-------- EXCERPT

Mae Sot is not really a tourist town, though there are national parks nearby. We will be taking a three day trek in one, a bit south of Mae Sot when our time here ends, before we return home, to see waterfalls, wild orchids, and birds; and to go bamboo rafting and elephant riding in the forest. Actually Mae Sot is most famous as Thailand’s “wild west”, in the past a haunt of smugglers, and from time to time dangerously near the fighting between the Myanmar Army and the rebel forces. At least to a tourist on a weekend away, there is little sign of all this in the busy border town today. However, one can hardly cross a street without reminders of the refugee “business”. NGO volunteers are the commonest Westerners, easily outnumbering the tourists. Guesthouses and restaurants hold collections of money and other things to help. Many of the people are not Thai, but Karen - in terms of appearance, most of them will be Thai Karen (people of Karen ethnicity but born in Thailand and of Thai nationality) though who knows how many are “illegals” working for a pittance till the authorities “catch” them and return them across the border.

Mae Sot is a great town for shopping (less sophisticated than Bangkok or Chiang Mai, but with far less crowds and hassle, Sarah was even able to try a couple of tops on before buying). There are bargains, Barbara and Sarah each bought beautiful batik cloths for only 50Bhat (about NZ$2), and I got a couple of packets of delicious locally grown smoky roasted coffee, and the plastic and glass tea pot to make it in cost 40Bhat - the same price as my fine sturdy walking stick. Karen cooking is super, and the food at the camp has been consistently delicious. But after weeks away it was nice to enjoy a meal of frankfurters and bacon with chips (French fries for North American readers) and salad as a change.

Bangkok Tuktuktuktuk.jpg

As an indication of our commitment to Karen (and Thai cooking) Sarah and I bought a kilo of garlic in the market (another 40Bhat) and hope we can persuade the young women who cook to show us how to make the delicious deep-fried garlic that often garnishes and adds fragrance to the already fragrant dishes. (Garlicophobes beware, if you once try this dish, or the Thai prawn and deep-fried garlic, you may well find yourself converted on the spot!)

This morning, however, we set off for the border. We planned to catch a Songthaew (a ute with seating in the back acting as a local bus, or a lorry - “truck” for NARs - for longer distances) from town to the bridge. There was a small misunderstanding over the price before we could start, a simple cultural difference. There was only one other passenger at the time the run was due to start, we had been told the price should be 10Bhat each. The driver asked 20Bhat each. We demurred. Finally, we got the message, if we paid 20 each the bus could go now, if we insisted on paying 10 we’d have to wait for 6 passengers more to arrive! We paid happily, and our fellow passenger indicated (by International Standard Gestures) how “thick” he thought we were to take so long to understand!

----------------
-------- GIVEN DATA

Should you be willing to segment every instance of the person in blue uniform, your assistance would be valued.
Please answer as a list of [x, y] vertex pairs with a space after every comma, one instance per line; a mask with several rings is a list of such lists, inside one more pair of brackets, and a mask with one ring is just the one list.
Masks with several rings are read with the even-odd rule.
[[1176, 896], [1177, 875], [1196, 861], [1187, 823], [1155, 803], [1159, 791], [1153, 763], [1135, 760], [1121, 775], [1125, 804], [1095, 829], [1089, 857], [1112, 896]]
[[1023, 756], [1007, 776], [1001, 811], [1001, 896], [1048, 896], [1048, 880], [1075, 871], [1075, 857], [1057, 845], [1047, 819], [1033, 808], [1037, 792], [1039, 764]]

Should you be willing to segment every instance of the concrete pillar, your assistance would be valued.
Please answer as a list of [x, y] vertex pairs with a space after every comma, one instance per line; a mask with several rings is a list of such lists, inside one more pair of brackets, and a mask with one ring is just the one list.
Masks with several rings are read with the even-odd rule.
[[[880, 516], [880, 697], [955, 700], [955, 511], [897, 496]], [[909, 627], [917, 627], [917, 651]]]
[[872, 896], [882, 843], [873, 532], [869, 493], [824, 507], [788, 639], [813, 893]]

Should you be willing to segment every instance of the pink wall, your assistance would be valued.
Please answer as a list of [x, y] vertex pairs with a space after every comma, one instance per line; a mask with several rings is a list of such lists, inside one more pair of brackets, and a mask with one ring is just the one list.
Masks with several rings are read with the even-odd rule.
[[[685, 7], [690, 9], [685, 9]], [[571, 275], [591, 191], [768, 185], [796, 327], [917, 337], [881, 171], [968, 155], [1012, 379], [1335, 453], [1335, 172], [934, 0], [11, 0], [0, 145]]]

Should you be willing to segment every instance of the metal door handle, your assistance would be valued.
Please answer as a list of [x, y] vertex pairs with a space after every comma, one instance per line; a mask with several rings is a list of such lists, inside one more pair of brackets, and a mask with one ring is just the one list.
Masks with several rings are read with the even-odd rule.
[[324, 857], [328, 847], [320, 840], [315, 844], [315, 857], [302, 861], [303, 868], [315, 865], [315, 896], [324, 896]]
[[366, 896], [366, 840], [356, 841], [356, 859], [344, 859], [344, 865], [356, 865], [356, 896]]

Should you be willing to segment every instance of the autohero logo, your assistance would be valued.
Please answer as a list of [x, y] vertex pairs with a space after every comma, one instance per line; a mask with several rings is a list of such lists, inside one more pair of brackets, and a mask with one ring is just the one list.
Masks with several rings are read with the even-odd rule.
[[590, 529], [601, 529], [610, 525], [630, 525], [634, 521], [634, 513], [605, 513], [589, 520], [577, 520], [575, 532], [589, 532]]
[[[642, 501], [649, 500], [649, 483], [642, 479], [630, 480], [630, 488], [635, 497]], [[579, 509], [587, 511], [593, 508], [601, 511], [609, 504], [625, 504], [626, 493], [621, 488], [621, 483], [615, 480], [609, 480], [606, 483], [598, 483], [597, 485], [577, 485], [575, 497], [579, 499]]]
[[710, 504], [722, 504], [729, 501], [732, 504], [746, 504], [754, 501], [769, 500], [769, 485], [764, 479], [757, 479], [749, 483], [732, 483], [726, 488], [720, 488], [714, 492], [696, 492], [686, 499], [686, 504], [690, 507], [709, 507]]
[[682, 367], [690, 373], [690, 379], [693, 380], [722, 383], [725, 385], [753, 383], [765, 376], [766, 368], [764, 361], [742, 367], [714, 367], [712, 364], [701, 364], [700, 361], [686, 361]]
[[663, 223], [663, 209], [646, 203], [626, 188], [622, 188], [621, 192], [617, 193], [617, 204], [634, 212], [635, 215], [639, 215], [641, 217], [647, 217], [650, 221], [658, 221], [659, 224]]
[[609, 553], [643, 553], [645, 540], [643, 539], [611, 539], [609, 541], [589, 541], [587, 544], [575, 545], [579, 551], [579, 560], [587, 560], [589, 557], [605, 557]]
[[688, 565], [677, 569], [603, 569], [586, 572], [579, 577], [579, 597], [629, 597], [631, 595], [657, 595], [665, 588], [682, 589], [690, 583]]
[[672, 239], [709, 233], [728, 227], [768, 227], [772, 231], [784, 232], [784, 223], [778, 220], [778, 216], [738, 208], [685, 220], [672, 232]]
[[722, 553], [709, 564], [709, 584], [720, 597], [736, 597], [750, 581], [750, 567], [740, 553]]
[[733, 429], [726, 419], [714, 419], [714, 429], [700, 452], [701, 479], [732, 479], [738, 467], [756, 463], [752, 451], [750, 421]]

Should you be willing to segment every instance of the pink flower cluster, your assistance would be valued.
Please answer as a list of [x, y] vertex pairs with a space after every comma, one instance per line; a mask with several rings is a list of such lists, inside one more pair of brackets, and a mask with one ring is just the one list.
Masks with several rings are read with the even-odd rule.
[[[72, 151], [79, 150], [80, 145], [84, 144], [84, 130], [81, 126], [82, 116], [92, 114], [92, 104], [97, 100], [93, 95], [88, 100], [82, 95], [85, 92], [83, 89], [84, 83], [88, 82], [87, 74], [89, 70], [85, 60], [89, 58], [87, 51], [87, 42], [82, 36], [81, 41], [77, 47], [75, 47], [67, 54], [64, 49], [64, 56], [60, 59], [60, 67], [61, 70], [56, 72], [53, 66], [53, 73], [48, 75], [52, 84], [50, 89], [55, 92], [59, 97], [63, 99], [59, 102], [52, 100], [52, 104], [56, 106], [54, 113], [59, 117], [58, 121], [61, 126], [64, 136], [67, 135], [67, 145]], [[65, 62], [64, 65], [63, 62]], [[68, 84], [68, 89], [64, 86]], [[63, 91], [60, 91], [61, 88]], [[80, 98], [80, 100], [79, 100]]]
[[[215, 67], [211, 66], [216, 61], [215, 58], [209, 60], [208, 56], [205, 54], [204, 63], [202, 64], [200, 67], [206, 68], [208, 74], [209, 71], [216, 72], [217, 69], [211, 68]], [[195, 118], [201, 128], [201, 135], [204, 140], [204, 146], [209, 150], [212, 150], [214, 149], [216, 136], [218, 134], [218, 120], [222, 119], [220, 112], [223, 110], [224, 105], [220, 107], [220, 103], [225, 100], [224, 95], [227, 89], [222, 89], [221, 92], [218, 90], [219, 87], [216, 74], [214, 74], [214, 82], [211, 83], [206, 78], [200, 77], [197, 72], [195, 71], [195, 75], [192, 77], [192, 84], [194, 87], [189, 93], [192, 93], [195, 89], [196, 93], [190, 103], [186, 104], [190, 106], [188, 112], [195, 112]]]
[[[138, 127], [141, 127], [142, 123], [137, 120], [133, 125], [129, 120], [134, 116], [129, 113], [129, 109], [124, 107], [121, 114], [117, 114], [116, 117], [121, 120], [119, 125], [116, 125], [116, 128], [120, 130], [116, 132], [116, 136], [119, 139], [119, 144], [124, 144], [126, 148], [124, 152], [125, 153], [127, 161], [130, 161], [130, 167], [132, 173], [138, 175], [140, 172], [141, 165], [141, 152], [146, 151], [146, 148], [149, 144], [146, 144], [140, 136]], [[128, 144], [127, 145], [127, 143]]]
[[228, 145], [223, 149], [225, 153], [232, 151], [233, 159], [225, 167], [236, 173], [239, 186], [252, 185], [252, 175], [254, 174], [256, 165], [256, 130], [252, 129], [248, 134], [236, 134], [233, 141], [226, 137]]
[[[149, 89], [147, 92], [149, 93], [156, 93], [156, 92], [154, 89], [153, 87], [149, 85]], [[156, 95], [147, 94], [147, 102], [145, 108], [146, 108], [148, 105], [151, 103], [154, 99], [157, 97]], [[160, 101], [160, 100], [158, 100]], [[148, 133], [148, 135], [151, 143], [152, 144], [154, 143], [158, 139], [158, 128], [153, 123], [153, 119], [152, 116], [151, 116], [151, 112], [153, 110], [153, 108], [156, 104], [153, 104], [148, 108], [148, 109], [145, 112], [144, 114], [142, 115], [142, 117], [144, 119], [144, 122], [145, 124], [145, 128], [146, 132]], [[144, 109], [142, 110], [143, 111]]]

----------------

_REQUIRED WORK_. Please retype the Mae Sot passage word for word, everything from "This morning, however, we" down to "long to understand!". None of the rows above are needed here.

_RESPONSE TO THIS EXERCISE_.
This morning, however, we set off for the border. We planned to catch a Songthaew (a ute with seating in the back acting as a local bus, or a lorry - “truck” for NARs - for longer distances) from town to the bridge. There was a small misunderstanding over the price before we could start, a simple cultural difference. There was only one other passenger at the time the run was due to start, we had been told the price should be 10Bhat each. The driver asked 20Bhat each. We demurred. Finally, we got the message, if we paid 20 each the bus could go now, if we insisted on paying 10 we’d have to wait for 6 passengers more to arrive! We paid happily, and our fellow passenger indicated (by International Standard Gestures) how “thick” he thought we were to take so long to understand!